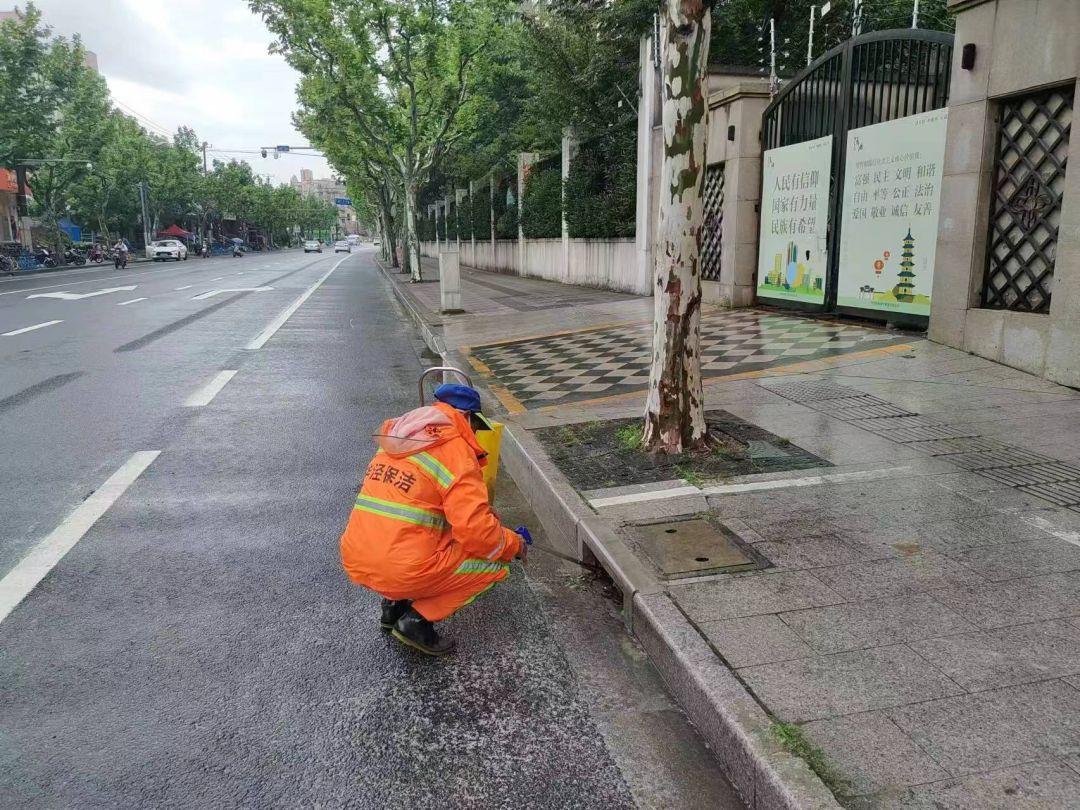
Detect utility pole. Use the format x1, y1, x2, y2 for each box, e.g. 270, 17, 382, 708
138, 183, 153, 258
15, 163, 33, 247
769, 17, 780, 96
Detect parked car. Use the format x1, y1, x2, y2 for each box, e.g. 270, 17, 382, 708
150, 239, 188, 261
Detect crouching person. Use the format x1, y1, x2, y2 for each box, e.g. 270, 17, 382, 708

* * *

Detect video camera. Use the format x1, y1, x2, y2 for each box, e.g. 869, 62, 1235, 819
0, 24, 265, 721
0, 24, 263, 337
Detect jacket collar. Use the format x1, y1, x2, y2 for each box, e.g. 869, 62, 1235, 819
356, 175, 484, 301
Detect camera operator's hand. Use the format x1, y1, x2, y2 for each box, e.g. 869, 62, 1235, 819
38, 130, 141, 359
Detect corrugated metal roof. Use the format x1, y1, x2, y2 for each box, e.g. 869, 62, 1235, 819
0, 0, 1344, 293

▶ [YOUR OBJECTIVE]: Arrange the part that opens with the line containing "Detect camera operator's" and closes with the line containing "0, 0, 1344, 293" as a Markdown table with the columns Number and Line, one table row per line, counted from 1, with any blank lines left out.

▶ [REPLY]:
| Number | Line |
|---|---|
| 1 | Detect camera operator's hand. Use the format x1, y1, x2, y2 for each box, e.g. 869, 62, 1235, 819 |
| 2 | 38, 130, 141, 359 |
| 3 | Detect corrugated metal roof. Use the format x1, y1, x2, y2 for each box, e.g. 869, 62, 1235, 819 |
| 4 | 0, 0, 1344, 293 |